(BRIEF): Set down each entry exactly; omit images.

/---

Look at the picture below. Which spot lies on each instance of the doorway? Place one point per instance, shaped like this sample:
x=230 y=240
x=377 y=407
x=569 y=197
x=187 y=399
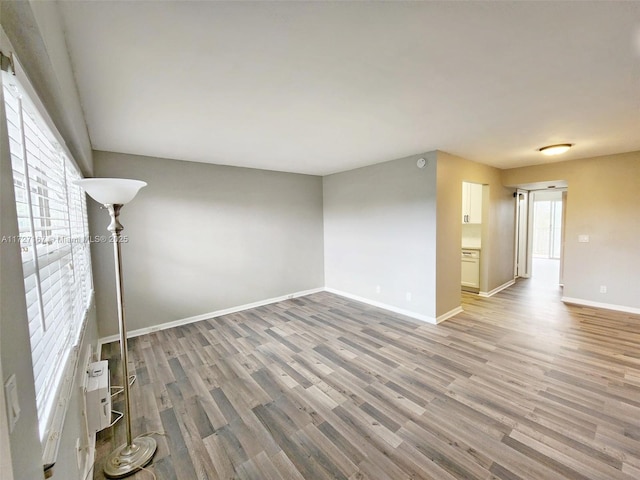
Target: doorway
x=539 y=235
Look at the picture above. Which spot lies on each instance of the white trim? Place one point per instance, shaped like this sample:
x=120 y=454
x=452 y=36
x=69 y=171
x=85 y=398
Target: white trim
x=449 y=314
x=606 y=306
x=206 y=316
x=384 y=306
x=497 y=289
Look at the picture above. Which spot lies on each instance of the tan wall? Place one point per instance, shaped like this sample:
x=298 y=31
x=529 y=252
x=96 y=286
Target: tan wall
x=497 y=255
x=379 y=230
x=603 y=201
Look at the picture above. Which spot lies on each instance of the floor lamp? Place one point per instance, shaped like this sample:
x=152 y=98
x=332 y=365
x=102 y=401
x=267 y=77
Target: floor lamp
x=113 y=193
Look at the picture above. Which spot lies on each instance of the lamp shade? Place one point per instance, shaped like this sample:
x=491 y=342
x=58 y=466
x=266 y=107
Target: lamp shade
x=111 y=191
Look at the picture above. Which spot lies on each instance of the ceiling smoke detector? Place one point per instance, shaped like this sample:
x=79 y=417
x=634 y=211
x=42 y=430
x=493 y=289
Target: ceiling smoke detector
x=555 y=149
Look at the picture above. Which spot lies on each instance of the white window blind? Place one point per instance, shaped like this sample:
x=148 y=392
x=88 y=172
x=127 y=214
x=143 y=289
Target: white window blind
x=53 y=235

\---

(SOLUTION BELOW):
Look at the picture below. Which spot lies on each instance of the doorway? Place one point per instance, shaped like this sample:
x=230 y=240
x=377 y=407
x=569 y=197
x=187 y=399
Target: doorway
x=539 y=235
Look at the picture above. Which spot lies on each instance of the white trim? Place one point per instance, shaped like this sample:
x=120 y=454
x=452 y=36
x=69 y=171
x=85 y=398
Target: white trim
x=449 y=314
x=606 y=306
x=206 y=316
x=384 y=306
x=497 y=289
Look at the picture above. Which spot lies on each instance of the tan wall? Place one point per instance, shaped like this sample:
x=298 y=31
x=529 y=252
x=96 y=286
Target: tan wall
x=497 y=255
x=379 y=230
x=603 y=201
Look at the picture above. Which spot lies on each instance of the floor lamp? Place one point per instance, shaped like this sample:
x=152 y=98
x=332 y=365
x=102 y=401
x=267 y=77
Target: floor lamp
x=113 y=193
Look at the picture above. Which spot lies on each instance of the lamp shade? Place one point per instance, shaped like this sample:
x=491 y=342
x=58 y=466
x=266 y=107
Target: lamp shade
x=111 y=191
Look at the picture above. Which spot lies on each instance of the ceiling smoke detector? Place one point per instance, shaped like this sample:
x=79 y=417
x=634 y=211
x=42 y=430
x=493 y=289
Target: ceiling smoke detector
x=555 y=149
Look at the picture above. Which spot lies on each instance of the white window blind? Place one point per instance, shaped like this sample:
x=148 y=392
x=88 y=172
x=127 y=214
x=143 y=289
Target: white window blind
x=53 y=235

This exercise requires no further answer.